#### PARTS OF THE EXERCISE
(1) In the author interview below, do these statements agree with the text: (a) the writer calls Jim Galvin a character the reader can trust, (b) the writer finds it appealing to wear the dresses and hats women wore around the fin-de-siècle, (c) the writer sees the present as a dull period? For each, answer yes or no and quote the deciding words.
(2) Can you carry on the author interview below from the point where it stops?

#### TEXT FOR ANALYSIS

=== Begin Enclosure ===

I had fun with the character of Jim Galvin, too, just because of his wry sense of humor and his fatherliness. I always have one of these characters in my books, a sort of touchstone that lets the reader into what is really going on. Jim Galvin is someone the reader can trust.

What are your thoughts on time travel? Has the subject always been of interest to you? If you could travel to another period of time, what would it be?

Let me answer the last part of this question first: I have always thought it would be fun to go around in those dresses and hats that women wore around the fin-de-siècle (but not to be sick around the same time). Honestly, I think we are living in exciting times these days. We are witnessing a slow dissolution of a kind of religious idealism that undergirded much of the worst evils mankind has come up with: domination, imperialism, missionary ventures, all the kinds of hierarchies that pit a few at the top against the multitude beneath. I think we are seeing a new emergence of women, not into the kind of male roles that the women’s movement of the sixties and seventies catapulted them but into a real feminine power that is nurturing and compassionate. If this really is the dawning of the age of Aquarius (after a very long age of Pisces, thank you very much), then I can’t think of any better period in history to be living. Maybe I would like to scoot forward and see how it all turns out.

=== End Enclosure ===

#### DATA SUPPLIED

=== Begin Enclosure ===

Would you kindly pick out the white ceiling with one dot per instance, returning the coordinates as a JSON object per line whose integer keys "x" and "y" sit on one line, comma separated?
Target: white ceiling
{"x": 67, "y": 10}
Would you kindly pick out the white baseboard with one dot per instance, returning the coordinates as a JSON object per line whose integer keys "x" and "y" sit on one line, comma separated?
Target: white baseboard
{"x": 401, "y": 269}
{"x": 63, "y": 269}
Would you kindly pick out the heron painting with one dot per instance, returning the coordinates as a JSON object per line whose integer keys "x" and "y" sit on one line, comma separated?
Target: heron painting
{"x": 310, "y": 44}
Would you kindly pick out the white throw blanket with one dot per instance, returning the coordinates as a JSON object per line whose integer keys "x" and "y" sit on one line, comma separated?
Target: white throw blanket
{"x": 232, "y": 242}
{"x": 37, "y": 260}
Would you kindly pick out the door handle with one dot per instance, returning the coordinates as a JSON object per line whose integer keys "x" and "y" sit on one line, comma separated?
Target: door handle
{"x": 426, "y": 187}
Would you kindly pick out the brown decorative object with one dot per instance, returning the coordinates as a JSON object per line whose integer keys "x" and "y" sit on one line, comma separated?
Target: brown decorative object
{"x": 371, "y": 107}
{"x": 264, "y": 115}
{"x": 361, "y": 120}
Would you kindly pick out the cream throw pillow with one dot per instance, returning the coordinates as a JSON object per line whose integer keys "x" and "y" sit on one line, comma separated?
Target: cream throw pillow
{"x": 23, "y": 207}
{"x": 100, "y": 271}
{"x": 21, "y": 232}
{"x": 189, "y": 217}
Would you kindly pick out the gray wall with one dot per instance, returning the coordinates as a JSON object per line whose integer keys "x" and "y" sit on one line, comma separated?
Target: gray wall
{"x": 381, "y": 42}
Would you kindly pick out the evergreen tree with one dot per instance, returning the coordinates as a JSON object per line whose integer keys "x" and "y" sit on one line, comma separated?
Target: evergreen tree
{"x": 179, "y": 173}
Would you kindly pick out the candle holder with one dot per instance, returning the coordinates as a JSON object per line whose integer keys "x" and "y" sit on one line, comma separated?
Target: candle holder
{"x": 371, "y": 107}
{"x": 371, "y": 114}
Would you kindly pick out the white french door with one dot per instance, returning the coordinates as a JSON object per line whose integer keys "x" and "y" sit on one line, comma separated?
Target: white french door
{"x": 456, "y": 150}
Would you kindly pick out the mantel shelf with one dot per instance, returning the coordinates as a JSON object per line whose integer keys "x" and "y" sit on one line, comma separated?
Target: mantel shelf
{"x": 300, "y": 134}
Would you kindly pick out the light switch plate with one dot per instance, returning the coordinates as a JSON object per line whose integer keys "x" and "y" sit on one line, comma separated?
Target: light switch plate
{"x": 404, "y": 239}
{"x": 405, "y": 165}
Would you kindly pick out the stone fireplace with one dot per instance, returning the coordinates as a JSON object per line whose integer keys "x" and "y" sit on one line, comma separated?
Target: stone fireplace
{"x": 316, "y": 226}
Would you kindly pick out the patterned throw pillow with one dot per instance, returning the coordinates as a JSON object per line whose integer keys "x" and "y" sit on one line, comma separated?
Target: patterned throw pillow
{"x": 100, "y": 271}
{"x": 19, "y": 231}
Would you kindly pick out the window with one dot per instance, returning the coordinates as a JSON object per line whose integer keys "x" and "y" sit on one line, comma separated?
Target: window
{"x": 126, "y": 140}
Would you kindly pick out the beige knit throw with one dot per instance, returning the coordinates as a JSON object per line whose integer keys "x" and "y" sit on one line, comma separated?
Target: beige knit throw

=== End Enclosure ===

#### EXERCISE ANSWERS
(1)
(a) Yes: "Jim Galvin is someone the reader can trust."
(b) Yes: "I have always thought it would be fun to go around in those dresses and hats that women wore around the fin-de-siècle"
(c) No: "Honestly, I think we are living in exciting times these days."

(2)
The way physicists, theoretical and otherwise, have evolved in their thinking about time doesn’t seem to have trickled down to mainstream thinking much. We are still plodding around with this clunky notion of time as a road with mile markers that we pass and finally fall off. It’s a bit like believing the earth is flat. No one thinks it’s flat anymore, no more do the physicists see time in two dimensions. Time isn’t a thing at all, but a perspective. When H. G. Wells wrote The Time Machine, his protagonist had to actually get into his contraption and fly backwards along the clunky road, but that’s not how I see Maggie and her experience through the veil of time. To me, she isn’t going anywhere but simply making a shift. Some theoretical physicists think that at every moment every possible outcome is lived out somewhere in a parallel universe. So maybe all Maggie has to do is take a step to the right or left, just as you have to do to see different dimensions of a hologram.

Are you writing a sequel to Veil of Time? Can you see Maggie’s future?

I have almost finished the sequel to Veil of Time. It is called Druid Hill. So, yes, I see Maggie’s future quite clearly as far as that book goes. In the third book in what seems to be turning into a trilogy, things will turn quite strange for Maggie, more strange than I think I will know how to write about for quite some time.

What has been the most exciting part of the publishing process so far?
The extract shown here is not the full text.